:: PASSAGE ::
--------------------------------------------------

It's pleasing to see, in the storm of commentary over Professor David
Nutt's sacking as the government's chief drugs adviser, that everyone
outside politics now recognises the importance of scientific evidence
in devising laws. But a strange reasoning twitch has appeared, in the
arguments of politicians and rightwing commentators. Science can tell
us about the molecules, they say, about their effect on the body and
the risks. But policy is separate: a matter for judgment calls on
social and ethical issues. Only politicians, they say, can determine
the correct way to send out a clear message to the public. It is not a
matter for science.

This is wrong. Alongside research into the risks of drugs, lots of
work has also been done on the deterrent impact of different laws,
classifications and levels of enforcement. As every piece of research
has its own imperfections (and nobody has yet conducted a randomised
controlled trial on drugs policy) you can make your own mind up about
whether you find the results compelling.

One strategy is to compare different countries. A World Health
Organisation study from 2008, published in the academic journal PLOS
Medicine, compared drug use and enforcement regimes around the world.

--------------------------------------------------

:: DATA SECTION ::
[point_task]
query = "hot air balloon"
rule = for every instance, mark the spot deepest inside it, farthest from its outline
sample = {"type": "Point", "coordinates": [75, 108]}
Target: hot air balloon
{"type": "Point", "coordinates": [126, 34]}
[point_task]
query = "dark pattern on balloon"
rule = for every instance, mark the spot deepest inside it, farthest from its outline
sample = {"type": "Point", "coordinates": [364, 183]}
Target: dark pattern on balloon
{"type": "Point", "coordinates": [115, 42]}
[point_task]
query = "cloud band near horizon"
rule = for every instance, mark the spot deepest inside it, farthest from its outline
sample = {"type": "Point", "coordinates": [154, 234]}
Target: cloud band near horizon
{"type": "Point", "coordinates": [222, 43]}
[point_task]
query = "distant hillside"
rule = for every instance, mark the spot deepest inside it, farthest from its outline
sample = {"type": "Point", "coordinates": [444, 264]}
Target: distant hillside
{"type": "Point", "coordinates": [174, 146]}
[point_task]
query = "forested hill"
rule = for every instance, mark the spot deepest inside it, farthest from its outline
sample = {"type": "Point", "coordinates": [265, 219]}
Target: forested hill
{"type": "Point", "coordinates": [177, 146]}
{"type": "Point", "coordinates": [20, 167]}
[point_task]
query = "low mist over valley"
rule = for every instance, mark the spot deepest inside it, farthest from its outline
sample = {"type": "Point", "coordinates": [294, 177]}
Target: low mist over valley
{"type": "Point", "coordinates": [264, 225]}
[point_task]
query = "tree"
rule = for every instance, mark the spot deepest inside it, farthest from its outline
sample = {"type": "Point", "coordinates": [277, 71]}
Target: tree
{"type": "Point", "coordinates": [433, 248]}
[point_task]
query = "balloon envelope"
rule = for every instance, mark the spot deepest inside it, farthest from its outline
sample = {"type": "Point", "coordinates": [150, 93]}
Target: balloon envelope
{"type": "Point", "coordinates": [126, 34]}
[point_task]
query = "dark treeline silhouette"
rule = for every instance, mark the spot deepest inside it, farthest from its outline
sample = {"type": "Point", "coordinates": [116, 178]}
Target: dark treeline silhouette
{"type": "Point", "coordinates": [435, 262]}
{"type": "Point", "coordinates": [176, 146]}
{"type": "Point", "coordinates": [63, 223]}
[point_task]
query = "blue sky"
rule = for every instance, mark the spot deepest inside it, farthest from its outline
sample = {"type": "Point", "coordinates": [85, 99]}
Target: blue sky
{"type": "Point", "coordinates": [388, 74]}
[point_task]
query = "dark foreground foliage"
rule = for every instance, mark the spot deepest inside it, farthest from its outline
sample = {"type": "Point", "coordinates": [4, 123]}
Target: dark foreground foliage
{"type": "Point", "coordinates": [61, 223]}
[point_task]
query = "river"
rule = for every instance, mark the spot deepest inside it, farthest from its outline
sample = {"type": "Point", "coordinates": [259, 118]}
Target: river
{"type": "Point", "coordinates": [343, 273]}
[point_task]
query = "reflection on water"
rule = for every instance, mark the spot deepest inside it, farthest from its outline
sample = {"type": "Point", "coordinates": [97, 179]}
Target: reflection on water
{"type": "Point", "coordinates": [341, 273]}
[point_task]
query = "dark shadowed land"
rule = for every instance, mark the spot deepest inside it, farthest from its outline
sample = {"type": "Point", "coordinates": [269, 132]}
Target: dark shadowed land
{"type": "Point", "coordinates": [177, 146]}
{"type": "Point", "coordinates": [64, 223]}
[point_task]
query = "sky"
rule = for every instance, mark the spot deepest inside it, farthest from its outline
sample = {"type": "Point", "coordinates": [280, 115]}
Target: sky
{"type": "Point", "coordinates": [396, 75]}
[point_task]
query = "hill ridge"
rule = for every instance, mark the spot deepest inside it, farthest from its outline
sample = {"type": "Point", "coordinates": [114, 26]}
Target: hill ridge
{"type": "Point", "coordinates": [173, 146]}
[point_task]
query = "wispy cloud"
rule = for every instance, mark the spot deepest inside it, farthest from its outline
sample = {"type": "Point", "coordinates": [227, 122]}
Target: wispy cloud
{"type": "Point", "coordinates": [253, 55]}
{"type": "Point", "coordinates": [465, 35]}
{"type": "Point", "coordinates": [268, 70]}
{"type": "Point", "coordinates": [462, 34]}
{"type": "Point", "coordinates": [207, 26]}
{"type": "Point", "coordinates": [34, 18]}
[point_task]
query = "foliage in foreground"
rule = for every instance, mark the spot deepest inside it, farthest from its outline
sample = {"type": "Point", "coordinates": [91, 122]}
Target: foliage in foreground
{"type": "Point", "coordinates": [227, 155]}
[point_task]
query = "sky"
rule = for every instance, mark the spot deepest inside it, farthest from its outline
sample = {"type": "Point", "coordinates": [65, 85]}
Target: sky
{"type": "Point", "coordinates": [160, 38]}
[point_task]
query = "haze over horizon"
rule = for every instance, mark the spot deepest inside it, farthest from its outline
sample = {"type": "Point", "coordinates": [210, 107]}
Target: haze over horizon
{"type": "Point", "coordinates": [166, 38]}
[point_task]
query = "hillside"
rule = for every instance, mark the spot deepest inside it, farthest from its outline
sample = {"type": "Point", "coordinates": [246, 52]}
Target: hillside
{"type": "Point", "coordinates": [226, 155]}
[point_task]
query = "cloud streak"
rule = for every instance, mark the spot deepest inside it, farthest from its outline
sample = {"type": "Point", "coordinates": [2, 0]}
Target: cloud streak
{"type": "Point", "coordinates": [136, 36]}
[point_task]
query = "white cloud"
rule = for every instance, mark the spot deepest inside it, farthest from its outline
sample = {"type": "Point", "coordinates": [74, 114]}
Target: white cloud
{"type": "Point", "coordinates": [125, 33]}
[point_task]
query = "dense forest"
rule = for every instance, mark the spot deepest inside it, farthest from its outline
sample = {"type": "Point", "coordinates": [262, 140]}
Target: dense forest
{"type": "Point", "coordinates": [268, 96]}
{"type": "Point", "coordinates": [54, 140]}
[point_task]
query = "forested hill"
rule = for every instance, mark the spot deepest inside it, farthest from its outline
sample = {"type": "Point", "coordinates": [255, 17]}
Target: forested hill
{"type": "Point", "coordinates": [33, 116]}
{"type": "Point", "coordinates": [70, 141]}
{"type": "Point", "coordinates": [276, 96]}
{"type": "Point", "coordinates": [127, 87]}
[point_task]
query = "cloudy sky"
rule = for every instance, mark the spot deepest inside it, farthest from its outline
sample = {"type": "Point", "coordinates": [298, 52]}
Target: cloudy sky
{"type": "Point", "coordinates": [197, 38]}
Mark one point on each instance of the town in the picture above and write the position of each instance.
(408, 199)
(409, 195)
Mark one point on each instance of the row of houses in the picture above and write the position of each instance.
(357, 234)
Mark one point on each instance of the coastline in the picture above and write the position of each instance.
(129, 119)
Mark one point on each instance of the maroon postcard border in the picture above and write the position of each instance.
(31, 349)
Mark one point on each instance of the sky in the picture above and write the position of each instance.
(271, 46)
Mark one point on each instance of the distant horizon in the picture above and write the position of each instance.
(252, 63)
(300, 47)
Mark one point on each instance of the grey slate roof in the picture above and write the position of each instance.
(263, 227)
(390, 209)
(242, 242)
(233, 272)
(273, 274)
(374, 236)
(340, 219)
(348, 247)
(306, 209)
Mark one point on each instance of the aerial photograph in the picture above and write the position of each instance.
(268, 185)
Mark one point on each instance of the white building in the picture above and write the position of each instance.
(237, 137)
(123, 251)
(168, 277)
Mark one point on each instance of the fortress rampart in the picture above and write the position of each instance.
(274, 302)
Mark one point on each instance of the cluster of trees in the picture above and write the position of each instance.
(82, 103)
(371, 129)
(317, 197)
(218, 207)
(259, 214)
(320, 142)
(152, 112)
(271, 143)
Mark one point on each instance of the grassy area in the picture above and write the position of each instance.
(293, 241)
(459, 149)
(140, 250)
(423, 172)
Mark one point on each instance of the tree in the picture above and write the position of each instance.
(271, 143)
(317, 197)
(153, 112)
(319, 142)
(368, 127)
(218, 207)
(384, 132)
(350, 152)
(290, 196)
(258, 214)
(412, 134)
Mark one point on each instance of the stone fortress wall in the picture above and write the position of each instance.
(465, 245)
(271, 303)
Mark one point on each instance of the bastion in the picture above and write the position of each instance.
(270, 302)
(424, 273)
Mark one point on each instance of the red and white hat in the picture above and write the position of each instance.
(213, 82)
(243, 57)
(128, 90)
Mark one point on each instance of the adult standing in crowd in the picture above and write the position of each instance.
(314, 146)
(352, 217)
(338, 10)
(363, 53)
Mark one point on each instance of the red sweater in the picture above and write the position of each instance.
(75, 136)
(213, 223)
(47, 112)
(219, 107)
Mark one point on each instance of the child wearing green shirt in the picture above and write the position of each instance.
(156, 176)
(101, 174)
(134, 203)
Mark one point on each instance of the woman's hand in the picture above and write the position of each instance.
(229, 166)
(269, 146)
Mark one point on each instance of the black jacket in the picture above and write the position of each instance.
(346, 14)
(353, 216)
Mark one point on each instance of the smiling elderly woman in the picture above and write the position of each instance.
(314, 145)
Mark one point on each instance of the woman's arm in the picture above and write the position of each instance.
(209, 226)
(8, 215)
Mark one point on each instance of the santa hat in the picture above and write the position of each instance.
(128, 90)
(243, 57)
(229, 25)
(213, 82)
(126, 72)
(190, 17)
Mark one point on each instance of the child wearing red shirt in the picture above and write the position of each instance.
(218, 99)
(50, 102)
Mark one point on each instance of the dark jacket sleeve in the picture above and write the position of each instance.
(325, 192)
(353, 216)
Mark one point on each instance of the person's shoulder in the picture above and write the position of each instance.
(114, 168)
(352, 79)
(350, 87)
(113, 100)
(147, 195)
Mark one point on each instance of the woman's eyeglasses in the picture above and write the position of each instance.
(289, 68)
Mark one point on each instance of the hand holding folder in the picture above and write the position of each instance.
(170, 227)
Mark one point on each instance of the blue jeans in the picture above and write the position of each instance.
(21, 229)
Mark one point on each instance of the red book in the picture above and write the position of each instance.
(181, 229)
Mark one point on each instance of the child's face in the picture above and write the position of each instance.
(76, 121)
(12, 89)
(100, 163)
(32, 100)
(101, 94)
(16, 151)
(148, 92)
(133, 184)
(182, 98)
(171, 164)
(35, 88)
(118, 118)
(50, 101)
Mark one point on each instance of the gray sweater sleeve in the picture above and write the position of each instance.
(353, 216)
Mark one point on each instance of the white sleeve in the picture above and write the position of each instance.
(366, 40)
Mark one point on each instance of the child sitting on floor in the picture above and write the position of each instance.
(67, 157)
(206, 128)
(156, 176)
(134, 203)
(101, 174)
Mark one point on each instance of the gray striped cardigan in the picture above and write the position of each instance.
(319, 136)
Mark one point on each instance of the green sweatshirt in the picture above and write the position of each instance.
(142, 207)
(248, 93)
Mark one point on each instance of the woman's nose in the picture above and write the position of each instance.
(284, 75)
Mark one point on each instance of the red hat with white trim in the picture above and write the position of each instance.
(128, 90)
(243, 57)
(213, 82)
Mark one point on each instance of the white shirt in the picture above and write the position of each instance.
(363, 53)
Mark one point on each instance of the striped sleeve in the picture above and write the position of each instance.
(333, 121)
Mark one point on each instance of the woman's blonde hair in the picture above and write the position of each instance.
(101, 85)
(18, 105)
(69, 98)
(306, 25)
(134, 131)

--------------------------------------------------

:: ACTIVITY LIST ::
1 - From the passage on David Nutt's sacking, extract the words that begin at "It's pleasing to" and end after "matter for science.".
2 - In the passage on David Nutt's sacking, why are readers left to judge for themselves whether the research on drug laws is compelling?

:: RESPONSES BY ITEM NUMBER ::
1 -
It's pleasing to see, in the storm of commentary over Professor David
Nutt's sacking as the government's chief drugs adviser, that everyone
outside politics now recognises the importance of scientific evidence
in devising laws. But a strange reasoning twitch has appeared, in the
arguments of politicians and rightwing commentators. Science can tell
us about the molecules, they say, about their effect on the body and
the risks. But policy is separate: a matter for judgment calls on
social and ethical issues. Only politicians, they say, can determine
the correct way to send out a clear message to the public. It is not a
matter for science.

2 - Every piece of research has its own imperfections. Also, nobody has yet conducted a randomized controlled trial on drugs policy.